No evidence or witnesses will be presented at Thursday’s hearing, KTVB reported. At the hearing, attorneys will talk through how they want to move forward with the case, according to KIVI-TV.

Authorities arrested Kohberger at his parent’s house in eastern Pennsylvania on Dec. 30, nearly seven weeks after the killings in Moscow, The Associated Press reported. He was booked into Idaho’s Latah County Jail last week after waiving extradition.

Police said Kohberger was a Ph.D. student studying criminology at Washington State University in Pullman, Washington, about 10 miles from Moscow. In an affidavit released last week, police said cellphone records showed that he had visited the area where the killings took place at least a dozen times between June 2022 and November 2022.

He was arrested after testing linked him to DNA on a leather knife sheath found near one of the victims, authorities said.

Kernodle, Mogen and Goncalves lived in the house where the killings took place. Chapin was dating Kernodle and visiting on the night of the stabbings. Two other people living in the house were home at the time, but were not injured.

One of the surviving roommates told authorities that she heard what sounded like crying from Kernodle’s room early on Nov. 13 and a man who said something like, “It’s OK, I’m going to help you,” court records show. She said she opened her door at one point and froze after seeing a mask-wearing man wearing all-black walking toward her. He walked past her to a sliding glass door at the back of the house and she said she locked herself into her room.

She did not recognize the man.

A motive for the stabbings remained unclear Thursday. Authorities continue to investigate.

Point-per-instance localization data
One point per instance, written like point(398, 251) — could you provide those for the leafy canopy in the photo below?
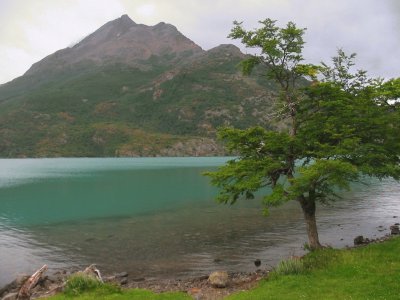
point(342, 125)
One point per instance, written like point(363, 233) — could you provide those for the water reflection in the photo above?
point(164, 223)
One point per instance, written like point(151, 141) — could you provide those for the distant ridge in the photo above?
point(130, 89)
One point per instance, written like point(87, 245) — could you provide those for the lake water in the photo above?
point(156, 217)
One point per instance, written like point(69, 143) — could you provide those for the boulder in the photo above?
point(11, 296)
point(218, 279)
point(359, 240)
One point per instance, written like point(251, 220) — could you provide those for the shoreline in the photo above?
point(194, 286)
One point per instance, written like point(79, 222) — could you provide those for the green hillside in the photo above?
point(113, 109)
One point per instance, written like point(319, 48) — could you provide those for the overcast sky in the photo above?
point(33, 29)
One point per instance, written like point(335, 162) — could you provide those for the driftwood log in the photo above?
point(26, 289)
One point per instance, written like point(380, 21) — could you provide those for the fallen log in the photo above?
point(26, 289)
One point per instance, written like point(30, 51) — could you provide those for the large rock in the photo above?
point(219, 279)
point(359, 240)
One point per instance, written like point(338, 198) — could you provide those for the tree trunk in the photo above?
point(309, 208)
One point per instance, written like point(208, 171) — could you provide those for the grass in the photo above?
point(86, 288)
point(370, 272)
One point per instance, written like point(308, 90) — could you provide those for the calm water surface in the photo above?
point(156, 217)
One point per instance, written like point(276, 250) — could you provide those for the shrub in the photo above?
point(289, 267)
point(79, 283)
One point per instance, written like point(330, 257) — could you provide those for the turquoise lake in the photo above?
point(157, 218)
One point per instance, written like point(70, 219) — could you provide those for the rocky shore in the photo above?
point(214, 286)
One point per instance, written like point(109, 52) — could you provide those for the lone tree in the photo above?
point(341, 127)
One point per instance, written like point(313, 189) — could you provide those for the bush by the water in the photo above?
point(289, 267)
point(370, 272)
point(78, 284)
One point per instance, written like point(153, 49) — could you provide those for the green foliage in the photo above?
point(70, 112)
point(84, 287)
point(369, 272)
point(290, 266)
point(78, 284)
point(341, 127)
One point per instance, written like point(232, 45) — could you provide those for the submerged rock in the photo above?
point(394, 229)
point(219, 279)
point(359, 240)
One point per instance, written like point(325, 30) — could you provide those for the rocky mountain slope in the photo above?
point(130, 90)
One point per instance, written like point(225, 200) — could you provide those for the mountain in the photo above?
point(130, 90)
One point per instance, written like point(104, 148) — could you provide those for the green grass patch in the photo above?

▸ What you need to do:
1/ Check each statement against the Moscow stabbings report and answer yes or no, quoting the deciding words: (a) Kohberger was arrested in eastern Pennsylvania. (b) Washington State University in Pullman is about 20 miles from Moscow. (c) The surviving roommate recognized the man she saw.
2/ Translate this sentence from the Moscow stabbings report into Spanish: "He was arrested after testing linked him to DNA on a leather knife sheath found near one of the victims, authorities said."
3/ Edit the Moscow stabbings report by rewriting everything from "Authorities arrested Kohberger" down to "and November 2022.", replacing "Kohberger" with "the suspect".
None of the entries are needed for this work.

▸ Answers per task:
1/
(a) Yes: "Authorities arrested Kohberger at his parent’s house in eastern Pennsylvania on Dec. 30"
(b) No: "about 10 miles from Moscow"
(c) No: "She did not recognize the man."

2/ Fue arrestado después de que unas pruebas lo vincularan con ADN hallado en una funda de cuchillo de cuero encontrada cerca de una de las víctimas, dijeron las autoridades.

3/
Authorities arrested the suspect at his parent’s house in eastern Pennsylvania on Dec. 30, nearly seven weeks after the killings in Moscow, The Associated Press reported. He was booked into Idaho’s Latah County Jail last week after waiving extradition.

Police said the suspect was a Ph.D. student studying criminology at Washington State University in Pullman, Washington, about 10 miles from Moscow. In an affidavit released last week, police said cellphone records showed that he had visited the area where the killings took place at least a dozen times between June 2022 and November 2022.